++++ DATA FOR THIS EXERCISE

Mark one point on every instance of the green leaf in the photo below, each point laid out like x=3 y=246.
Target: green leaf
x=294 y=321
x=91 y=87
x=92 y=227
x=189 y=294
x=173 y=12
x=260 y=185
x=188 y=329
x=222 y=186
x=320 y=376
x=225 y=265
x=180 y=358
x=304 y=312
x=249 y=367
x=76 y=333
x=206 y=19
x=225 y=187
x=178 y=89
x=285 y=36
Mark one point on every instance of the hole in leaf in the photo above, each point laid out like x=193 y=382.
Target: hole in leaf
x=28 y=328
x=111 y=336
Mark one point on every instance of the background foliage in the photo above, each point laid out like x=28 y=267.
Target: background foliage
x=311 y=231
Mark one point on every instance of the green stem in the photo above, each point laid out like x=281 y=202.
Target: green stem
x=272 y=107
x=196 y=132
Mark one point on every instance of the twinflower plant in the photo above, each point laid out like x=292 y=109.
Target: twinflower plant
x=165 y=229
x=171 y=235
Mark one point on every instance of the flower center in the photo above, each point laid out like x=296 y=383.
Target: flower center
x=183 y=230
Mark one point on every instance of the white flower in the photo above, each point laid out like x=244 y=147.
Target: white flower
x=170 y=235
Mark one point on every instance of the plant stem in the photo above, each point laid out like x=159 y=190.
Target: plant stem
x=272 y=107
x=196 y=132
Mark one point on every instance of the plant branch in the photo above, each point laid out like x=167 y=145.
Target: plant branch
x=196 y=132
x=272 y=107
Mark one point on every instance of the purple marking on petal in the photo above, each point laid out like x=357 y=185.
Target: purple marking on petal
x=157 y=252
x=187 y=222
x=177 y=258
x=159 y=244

++++++++

TASK BRIEF: Turn the part of the listing starting at the line that contains "Mark one point on every instance of the plant stem" and ending at the last line of the listing into a Markdown table. Use a Row column for the row number and a Line column for the line itself, and leave out blank lines.

ANSWER TO THE EXERCISE:
| Row | Line |
|---|---|
| 1 | Mark one point on every instance of the plant stem in the photo above, each point laid out like x=159 y=190. |
| 2 | Target: plant stem |
| 3 | x=272 y=107 |
| 4 | x=196 y=132 |
| 5 | Mark one point on every instance of the plant branch in the photo above, each point laid out like x=167 y=145. |
| 6 | Target: plant branch |
| 7 | x=196 y=132 |
| 8 | x=272 y=107 |
| 9 | Mark one point on every instance of the purple marking on petal in the photo above, each point laid out like x=357 y=185. |
| 10 | Target: purple marking on petal |
| 11 | x=157 y=252 |
| 12 | x=187 y=222 |
| 13 | x=177 y=258 |
| 14 | x=159 y=244 |